### Brief
In the GATA2 haploinsufficiency abstract, how many of the 28 vav-Cre;Gata2fl/+ recipients died, and within what span after transplantation?

### Document text
* * * * * * * * *

Type: Oral
Session: 509. Bone Marrow Failure and Cancer Predisposition Syndromes: Congenital: Clinical and Translational Insights from Patients and Models
Hematology Disease Topics & Pathways:
Research, Translational Research
GATA2 is a crucial transcription factor for hematopoietic stem and progenitor cell (HSPC) development. Germline mutations in GATA2 lead to monocytopenia, neutropenia, and B and NK cell lymphopenia, as well as an increased risk of progressing to myelodysplastic syndrome (MDS) and acute myeloid leukemia (AML). Despite the high risk for myeloid neoplasia in early life, the underlying mechanisms remain unclear. In a bed to benchside approach, we characterized two mouse models and a cell line reflecting a broad spectrum of GATA2 haploinsufficiency-related phenotypes and investigated the molecular mechanisms involved.
Methods:
We examined the hematopoietic systems of GATA2 haploinsufficient mice (Gata2+/- and vav-Cre;Gata2fl/+ models) during aging and in functional assays. We performed serial transplantations with BM cells and low-dose (2x104) sorted LSK cells into lethally irradiated recipients. Mice were monitored for up to one year and tissue was analyzed by flow cytometry, histopathology, RNAseq, WES and array CGH. Additionally, we tested K562 cell lines with one GATA2 allele for genomic instability.
Results:
Gata2+/- HSPC analysis showed reduced numbers of phenotypic HSCs in embryonic fetal liver, adult, and aged mouse BM compared to WT mice, but no other hematological abnormalities could be found. In contrast, adult vav-Cre;Gata2fl/+ mice had normal HSC numbers initially, but at 15 months, HSC numbers significantly decreased, accompanied by mild cytopenia. Beside that, the BM composition of 60-week-old vav-Cre;Gata2fl/+ mice was similar to that of Gata2fl/+ controls with only mild dysplasia. In order to trigger an MDS/AML like phenotype, we applied cellular stress to Gata2 haploinsufficient HSPCs by performing serial transplantations of aged Gata2+/- BM cells into lethally irradiated mice. These transplantations resulted in monocytopenia and B lymphopenia, with a block in the transitional B cell compartment linked to pro-B cell senescence. We further increased the pressure by transplanting low numbers of vav-Cre;Gata2fl/+ or Gata2fl/+ sorted LSK cells. Under this condition, ten out of 28 recipients (35%) of vav-Cre;Gata2fl/+ mice died between 83 and 200 days (mean 142 days) post-transplantation. Analysis of ten deceased vav-Cre;Gata2fl/+ recipients revealed an aplastic BM in six of them, and T cell leukemia with thymic and splenic involvement in three animals. Importantly, all three mice had few leukemic cells in the otherwise empty BM. In one animal, the BM was normocellular with dysplastic megakaryo- and erythropoiesis, and left-shifted myelopoiesis, being B and T cells increased in numbers. Whether this MDS-like histopathological picture was preceded by BM failure is unclear.

* * * * * * * * *

### Provided records
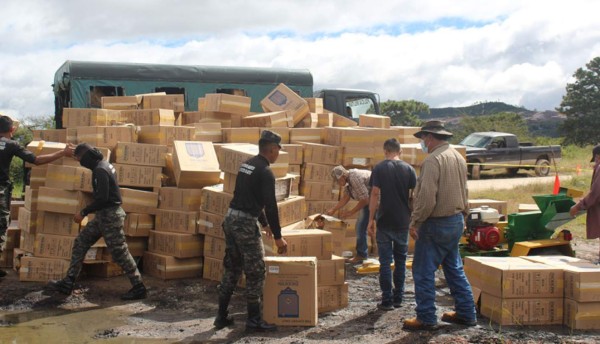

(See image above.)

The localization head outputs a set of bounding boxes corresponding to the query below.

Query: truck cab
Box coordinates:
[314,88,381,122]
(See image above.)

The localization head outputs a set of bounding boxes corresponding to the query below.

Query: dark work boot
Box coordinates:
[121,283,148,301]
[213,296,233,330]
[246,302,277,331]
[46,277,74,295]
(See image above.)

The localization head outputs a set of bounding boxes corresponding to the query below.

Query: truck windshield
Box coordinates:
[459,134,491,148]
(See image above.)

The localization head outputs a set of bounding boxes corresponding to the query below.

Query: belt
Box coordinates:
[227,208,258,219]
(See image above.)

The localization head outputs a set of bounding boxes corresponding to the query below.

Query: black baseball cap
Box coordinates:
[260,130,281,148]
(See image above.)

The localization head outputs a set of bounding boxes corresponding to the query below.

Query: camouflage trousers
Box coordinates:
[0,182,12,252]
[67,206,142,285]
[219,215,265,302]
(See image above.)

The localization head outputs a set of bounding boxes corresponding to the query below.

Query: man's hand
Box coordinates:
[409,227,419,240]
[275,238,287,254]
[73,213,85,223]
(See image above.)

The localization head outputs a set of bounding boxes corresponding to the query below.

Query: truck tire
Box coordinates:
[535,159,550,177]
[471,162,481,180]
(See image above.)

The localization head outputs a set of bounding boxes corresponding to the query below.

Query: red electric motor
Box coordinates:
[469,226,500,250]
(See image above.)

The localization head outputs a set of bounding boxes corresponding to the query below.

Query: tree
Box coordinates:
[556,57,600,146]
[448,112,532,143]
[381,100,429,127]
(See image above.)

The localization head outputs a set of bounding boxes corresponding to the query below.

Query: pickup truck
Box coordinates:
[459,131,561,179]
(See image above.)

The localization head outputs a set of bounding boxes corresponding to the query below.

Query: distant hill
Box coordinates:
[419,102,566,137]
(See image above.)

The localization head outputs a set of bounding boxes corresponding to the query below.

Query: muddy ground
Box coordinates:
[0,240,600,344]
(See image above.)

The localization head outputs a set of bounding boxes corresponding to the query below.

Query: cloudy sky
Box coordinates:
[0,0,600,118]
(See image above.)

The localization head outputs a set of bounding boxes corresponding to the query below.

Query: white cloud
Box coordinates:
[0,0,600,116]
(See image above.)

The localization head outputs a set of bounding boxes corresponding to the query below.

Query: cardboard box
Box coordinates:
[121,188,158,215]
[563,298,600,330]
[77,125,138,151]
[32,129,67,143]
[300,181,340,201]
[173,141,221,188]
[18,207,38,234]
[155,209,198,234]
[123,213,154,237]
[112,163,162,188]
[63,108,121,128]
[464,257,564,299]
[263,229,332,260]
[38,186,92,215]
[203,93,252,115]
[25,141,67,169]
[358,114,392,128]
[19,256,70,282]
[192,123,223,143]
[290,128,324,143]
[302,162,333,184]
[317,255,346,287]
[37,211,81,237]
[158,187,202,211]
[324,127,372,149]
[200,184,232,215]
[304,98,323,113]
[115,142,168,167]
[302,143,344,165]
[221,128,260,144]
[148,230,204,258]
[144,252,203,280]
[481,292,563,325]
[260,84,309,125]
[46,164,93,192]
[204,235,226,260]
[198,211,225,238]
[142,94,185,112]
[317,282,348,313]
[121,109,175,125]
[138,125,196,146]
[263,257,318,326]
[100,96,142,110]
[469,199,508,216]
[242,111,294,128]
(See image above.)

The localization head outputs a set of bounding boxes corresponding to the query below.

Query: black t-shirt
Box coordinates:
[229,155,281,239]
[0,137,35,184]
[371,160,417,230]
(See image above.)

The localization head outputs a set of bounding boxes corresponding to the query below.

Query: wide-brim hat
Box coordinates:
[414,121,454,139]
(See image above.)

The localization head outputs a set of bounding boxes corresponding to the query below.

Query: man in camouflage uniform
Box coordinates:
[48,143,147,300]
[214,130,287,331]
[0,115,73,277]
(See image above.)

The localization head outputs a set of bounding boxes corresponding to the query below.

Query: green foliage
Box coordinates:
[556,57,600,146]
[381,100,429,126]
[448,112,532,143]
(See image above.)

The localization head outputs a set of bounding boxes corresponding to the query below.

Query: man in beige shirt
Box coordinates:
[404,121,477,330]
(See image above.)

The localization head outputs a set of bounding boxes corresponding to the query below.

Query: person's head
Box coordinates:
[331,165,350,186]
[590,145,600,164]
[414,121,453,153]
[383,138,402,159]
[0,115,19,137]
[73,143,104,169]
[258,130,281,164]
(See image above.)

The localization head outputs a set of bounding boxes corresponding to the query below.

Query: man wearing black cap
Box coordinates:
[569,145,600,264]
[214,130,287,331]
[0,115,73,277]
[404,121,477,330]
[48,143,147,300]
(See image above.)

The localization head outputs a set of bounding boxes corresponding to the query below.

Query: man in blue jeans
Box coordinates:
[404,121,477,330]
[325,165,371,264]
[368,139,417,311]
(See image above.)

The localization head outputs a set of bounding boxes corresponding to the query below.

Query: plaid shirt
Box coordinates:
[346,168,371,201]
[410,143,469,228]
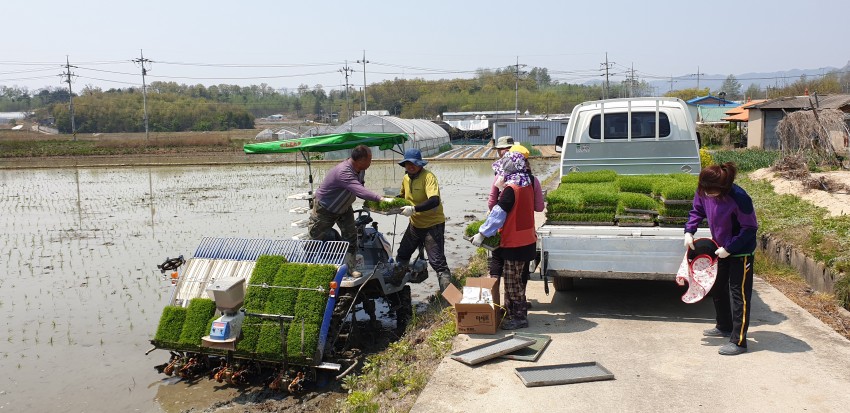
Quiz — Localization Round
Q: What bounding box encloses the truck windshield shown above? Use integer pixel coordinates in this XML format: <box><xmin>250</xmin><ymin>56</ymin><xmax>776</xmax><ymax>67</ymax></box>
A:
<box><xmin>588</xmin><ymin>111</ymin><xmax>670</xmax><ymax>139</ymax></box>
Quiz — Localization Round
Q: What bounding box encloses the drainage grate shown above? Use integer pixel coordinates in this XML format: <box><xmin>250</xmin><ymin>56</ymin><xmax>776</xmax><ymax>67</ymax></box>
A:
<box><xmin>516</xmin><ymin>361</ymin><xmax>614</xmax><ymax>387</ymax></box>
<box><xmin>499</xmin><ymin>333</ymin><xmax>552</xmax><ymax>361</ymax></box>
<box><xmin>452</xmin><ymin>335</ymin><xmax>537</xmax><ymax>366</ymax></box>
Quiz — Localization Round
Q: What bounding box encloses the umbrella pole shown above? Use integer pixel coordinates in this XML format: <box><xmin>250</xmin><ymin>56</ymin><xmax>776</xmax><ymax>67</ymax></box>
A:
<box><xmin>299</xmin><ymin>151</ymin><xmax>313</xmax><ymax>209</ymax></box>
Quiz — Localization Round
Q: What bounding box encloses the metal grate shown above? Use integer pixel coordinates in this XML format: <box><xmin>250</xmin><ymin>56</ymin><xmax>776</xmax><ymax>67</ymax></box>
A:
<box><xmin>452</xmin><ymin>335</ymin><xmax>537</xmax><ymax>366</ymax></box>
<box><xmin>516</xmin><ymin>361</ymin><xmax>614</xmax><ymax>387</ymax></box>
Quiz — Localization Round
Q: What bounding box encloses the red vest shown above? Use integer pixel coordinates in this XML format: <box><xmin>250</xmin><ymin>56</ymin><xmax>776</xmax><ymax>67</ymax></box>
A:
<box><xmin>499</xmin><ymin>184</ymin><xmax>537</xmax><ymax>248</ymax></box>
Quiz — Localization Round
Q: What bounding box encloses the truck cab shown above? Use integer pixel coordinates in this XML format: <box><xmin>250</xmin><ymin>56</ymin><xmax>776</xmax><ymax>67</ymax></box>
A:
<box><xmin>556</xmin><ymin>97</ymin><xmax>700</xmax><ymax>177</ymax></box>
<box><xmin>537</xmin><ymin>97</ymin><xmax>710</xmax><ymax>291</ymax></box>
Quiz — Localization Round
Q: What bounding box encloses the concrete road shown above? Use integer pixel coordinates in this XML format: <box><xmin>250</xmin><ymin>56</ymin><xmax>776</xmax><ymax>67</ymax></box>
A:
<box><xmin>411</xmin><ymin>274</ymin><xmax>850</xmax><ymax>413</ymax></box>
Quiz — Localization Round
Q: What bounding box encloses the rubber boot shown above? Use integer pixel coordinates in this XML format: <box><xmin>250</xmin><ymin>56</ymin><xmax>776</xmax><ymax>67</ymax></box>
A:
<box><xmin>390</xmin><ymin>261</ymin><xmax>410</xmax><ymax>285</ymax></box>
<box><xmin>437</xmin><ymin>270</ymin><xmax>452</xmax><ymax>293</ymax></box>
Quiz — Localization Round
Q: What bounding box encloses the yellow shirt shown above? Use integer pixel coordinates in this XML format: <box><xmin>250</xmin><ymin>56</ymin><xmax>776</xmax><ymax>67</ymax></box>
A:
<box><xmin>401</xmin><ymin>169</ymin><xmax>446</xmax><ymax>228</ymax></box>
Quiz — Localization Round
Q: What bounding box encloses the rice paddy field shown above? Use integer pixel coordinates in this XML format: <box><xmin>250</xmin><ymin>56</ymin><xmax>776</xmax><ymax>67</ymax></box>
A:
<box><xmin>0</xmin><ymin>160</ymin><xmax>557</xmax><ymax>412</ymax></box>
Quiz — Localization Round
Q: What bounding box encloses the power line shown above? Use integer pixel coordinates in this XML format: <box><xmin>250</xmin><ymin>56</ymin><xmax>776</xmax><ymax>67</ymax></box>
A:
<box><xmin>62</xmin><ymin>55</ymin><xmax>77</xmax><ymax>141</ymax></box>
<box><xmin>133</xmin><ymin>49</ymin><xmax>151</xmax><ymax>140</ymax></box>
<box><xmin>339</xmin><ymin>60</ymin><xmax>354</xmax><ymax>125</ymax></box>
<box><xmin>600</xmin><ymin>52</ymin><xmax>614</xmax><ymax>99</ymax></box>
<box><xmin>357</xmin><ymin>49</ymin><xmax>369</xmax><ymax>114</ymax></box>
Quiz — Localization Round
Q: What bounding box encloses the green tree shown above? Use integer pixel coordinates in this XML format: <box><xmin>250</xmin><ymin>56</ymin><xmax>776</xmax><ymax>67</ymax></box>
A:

* * * * * * * * *

### Completed task
Ten of the 28 recipients (35%) died between 83 and 200 days after transplantation, with a mean of 142 days.